# Given text

Your £3.00 to UKAPS will be donated later this evening


----------



## greenjar (9 Aug 2011)

Just placed my order for the below - Thanks Tony   

1 x Cryptocoryne Balansae
1 x Cryptocoryne Tropica (pot)
1 x Echinodorus Tenellus
1 x Limnobium Laevigatum
1 x Anubias Coffeefolia
1 x Anubia Nana Golden
1 x Valisneria Sprialis 'Torti' (Asiatica)


----------



## Westyggx (9 Aug 2011)

Frostie sorry to sound thick but how do i know which ones are mother plants? cheers


----------



## Frosties (9 Aug 2011)

Another order shipped already - thats another £3.50 to UKAPS later this evening - thank you Jason.


----------



## Frosties (9 Aug 2011)

Westyggx said:
			
		

> Frostie sorry to sound thick but how do i know which ones are mother plants? cheers




The mother plants are in 8cm pots... They dwarf every other plant in the crypt tank... You will get a random crypt mother plant...


----------



## Westyggx (9 Aug 2011)

Ah ok cheers


----------



## Westyggx (9 Aug 2011)

Order sent Tony. Cheers


----------



## Frosties (9 Aug 2011)

Thanks to the orders so far today - I have just donated to the forum £6.50. I will be processing any further orders tomorrow morning.

tony

Westyggx order will be included tomorrow.


----------



## milla (9 Aug 2011)

Missed this and i should comment as i walked into the shop just as they werre admiring their handywork.  Missed seeing the scape happen by an hour gutted.

# Tasks for this exercise
1: List every plant greenjar ordered in the forum thread.
2: Answer these from the forum thread:
(a) What size pots hold the mother plants?
(b) How much has been donated to the forum so far, according to Frosties?
(c) When will any further orders be processed?
3: Carry the forum thread on from its last post.

(A block of data)
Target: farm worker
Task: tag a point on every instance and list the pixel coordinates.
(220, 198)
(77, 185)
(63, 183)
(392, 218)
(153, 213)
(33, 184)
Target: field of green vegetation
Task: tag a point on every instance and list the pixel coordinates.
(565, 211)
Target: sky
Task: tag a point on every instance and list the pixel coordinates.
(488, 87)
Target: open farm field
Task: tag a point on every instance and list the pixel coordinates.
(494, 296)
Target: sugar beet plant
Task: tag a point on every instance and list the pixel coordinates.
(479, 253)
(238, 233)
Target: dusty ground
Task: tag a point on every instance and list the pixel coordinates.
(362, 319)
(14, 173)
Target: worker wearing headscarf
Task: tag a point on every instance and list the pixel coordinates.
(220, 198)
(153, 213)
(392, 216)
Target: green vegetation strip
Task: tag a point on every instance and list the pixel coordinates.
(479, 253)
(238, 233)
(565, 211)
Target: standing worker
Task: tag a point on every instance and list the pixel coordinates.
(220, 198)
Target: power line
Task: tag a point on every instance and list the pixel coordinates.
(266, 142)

# Answers for the exercise
1:
1 x Cryptocoryne Balansae
1 x Cryptocoryne Tropica (pot)
1 x Echinodorus Tenellus
1 x Limnobium Laevigatum
1 x Anubias Coffeefolia
1 x Anubia Nana Golden
1 x Valisneria Sprialis 'Torti' (Asiatica)

2:
(a) 8cm pots
(b) £6.50
(c) Tomorrow morning

3:
Cracking scape and a fantastic transformation. Even more so when you realise that the hardscape is virtually untouched a few additional plants and some serious rearranging of the existing plants and it only took an hour. wow

And a final word for those of you thinking of taking a punt on those crypt motherplants - you won't be dissapointed


----------



## Frosties (10 Aug 2011)

£2.50 today from Westyggx (Mike hope your not getting too busy where you are... saw the news this morning...)


----------



## Frosties (10 Aug 2011)

Following yesterdays orders - please see below the latest plant availability list.

*Plants available for immediate supply*
5 x Red Nesaea Crassicules
6 x Anubia Barteri Nana
2 x Bolbitis heudelotii
13 x Cryptocoryne Balansae
5 x Crytpocoryne Ciliata
4 x Cryptocoryne Lucens
13 x Cryptocoryne Walkeri
5 x Cyperus Helferi
5 x Lagarosiphon Major
10 x Ludwigia Arcuata
5 x Hygrophilia angustifolia
10 x Hygrophilia Corymbosa
5 x Hygrophilia Corymbosa var. Siamensis
4 x Valisneria Sprialis 'Torti' (Asiatica)
5 x Mayaca Fluviatilis
5 x Hygrophilia Polysperma Rosanervis
5 x Cryptocoryne Lutea
4 x Egeria Najas
5 x Tonina Fluviatilis
5 x Hygrophilia Corymbosa Cherry Leaf
1 x Hygrophilia Angustifolia (pot)
1 x Crinium Aquatica
12x Cryptocoryne Tropica (pot)
15 x Cryptocoryne mother plants (8cm pot) available only via the forum.
14 x Echinodorus Tenellus
4 x Hygrophilia Polysperma Broad-leaf
2 x Limnobium Laevigatum
1 x Echinodorous x Barthii / Red melon sword (pot)
1 x Hydrocotyle Leucocephala / Pennywort
1 x Ceratopteris Siliquosa / fine leaf Indian fern
1 x Alternanthera Reineckii / Telanthera, Rosaefolia
1 x Alternanthera Lilacina
1 x Hygrophila Difformis / Water Wisteria
1 x Micranthemum Micranthemoides
5 x Microsorum Pteropus / Java Fern
1 x Ludwigia Arcuata / Needle Leaf
1 x Echinodorous Parviflorous / Black Amazon Sword
1 x Limnophila Aromatica / Rice Paddy Herb
1 x Glossostigma Elatinoides / Glosso


----------



## Frosties (10 Aug 2011)

another order from Ianho makes another £2.00 donation thank you.


----------



## Westyggx (10 Aug 2011)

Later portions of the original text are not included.